- Prompt 1 -
In the letter on grouse moors, what did the RSPB call on political parties to introduce after the next election?

- Excerpted passage -
Talking to the deaf

Last week the RSPB wrote to the Moorland Association thus;

Amanda Anderson
Director
The Moorland Association 16 Castle Park Lancaster LA1 1YG
Dear Ms Anderson
The RSPB has always sought to work with the sport shooting community to create grouse moors that are environmentally sustainable and provide a safe home for birds of prey and other threatened species. For example, the Langholm Moor Demonstration Project in Southwest Scotland has allowed us to devise and test out practical solutions to the hen harrier-grouse issue. We are also working with moorland managers in Wales, Northern Ireland, and Northern England to secure truly sustainable grouse moors.

However, we don’t see a collective will within the grouse shooting community to improve the stewardship of our upland habitats.

There is evidence that birds of prey continue to be persecuted, impacting on their populations, and many important sites for wildlife are being damaged or destroyed by intensive management activities such as inappropriate burning. Intensification is increasing and it is clear that many in the industry are moving further away from common ground with conservation interests.

This has to stop.

This is why we have today called on political parties to introduce, after the next election, a robust licensing system to govern grouse moor management to deliver environmental outcomes.

- Information supplied -
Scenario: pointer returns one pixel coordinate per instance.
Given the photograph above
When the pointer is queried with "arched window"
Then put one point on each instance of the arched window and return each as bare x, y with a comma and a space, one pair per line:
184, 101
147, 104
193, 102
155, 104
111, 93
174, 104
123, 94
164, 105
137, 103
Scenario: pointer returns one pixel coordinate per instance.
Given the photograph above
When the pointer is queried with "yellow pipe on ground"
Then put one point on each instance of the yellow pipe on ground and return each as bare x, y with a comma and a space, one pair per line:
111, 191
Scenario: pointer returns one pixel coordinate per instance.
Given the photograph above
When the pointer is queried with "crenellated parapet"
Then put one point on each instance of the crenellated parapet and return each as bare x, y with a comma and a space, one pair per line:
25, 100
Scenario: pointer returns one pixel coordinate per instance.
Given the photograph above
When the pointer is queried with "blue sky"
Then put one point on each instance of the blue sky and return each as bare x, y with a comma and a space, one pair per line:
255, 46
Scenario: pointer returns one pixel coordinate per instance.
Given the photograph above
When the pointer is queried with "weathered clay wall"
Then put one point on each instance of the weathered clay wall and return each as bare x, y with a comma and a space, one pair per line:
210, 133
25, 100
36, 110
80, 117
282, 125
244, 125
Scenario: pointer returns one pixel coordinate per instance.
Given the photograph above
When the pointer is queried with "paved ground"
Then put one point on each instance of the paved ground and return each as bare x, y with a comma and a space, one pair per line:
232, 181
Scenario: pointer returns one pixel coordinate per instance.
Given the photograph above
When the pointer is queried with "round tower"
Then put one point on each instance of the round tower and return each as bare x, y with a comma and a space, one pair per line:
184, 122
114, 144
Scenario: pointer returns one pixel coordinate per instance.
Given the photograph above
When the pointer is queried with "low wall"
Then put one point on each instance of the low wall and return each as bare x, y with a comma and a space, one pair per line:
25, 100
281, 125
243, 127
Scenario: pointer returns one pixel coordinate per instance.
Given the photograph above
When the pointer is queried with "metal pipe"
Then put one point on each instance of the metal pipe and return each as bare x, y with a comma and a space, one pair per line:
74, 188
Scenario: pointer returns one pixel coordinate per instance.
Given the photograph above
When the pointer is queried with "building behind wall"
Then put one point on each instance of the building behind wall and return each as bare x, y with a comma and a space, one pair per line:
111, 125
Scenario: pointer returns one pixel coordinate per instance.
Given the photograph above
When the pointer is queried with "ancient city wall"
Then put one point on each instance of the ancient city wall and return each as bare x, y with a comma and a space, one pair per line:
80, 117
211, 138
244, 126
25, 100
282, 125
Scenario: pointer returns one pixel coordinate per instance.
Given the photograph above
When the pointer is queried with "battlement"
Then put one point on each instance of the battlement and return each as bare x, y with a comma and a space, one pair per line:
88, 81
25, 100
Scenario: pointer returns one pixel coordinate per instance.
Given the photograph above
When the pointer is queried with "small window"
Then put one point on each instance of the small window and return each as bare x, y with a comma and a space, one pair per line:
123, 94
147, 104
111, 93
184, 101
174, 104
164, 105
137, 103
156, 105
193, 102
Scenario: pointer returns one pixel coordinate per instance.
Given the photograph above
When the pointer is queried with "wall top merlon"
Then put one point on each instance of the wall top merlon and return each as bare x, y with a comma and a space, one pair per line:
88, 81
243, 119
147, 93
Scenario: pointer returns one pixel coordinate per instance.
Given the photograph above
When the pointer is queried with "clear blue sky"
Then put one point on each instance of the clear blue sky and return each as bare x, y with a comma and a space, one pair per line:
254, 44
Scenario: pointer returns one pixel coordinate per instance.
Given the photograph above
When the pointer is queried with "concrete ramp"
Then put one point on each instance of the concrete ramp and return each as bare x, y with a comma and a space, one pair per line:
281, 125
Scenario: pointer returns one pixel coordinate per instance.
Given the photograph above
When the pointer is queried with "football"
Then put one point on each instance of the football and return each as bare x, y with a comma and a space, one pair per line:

- Prompt 2 -
Gather every line of the records that contains the string "metal", treating uppercase and lowercase as different.

- Worked solution 1 -
A robust licensing system to govern grouse moor management to deliver environmental outcomes.

- Worked solution 2 -
When the pointer is queried with "metal pipe"
Then put one point on each instance of the metal pipe and return each as bare x, y with a comma and a space, one pair per line:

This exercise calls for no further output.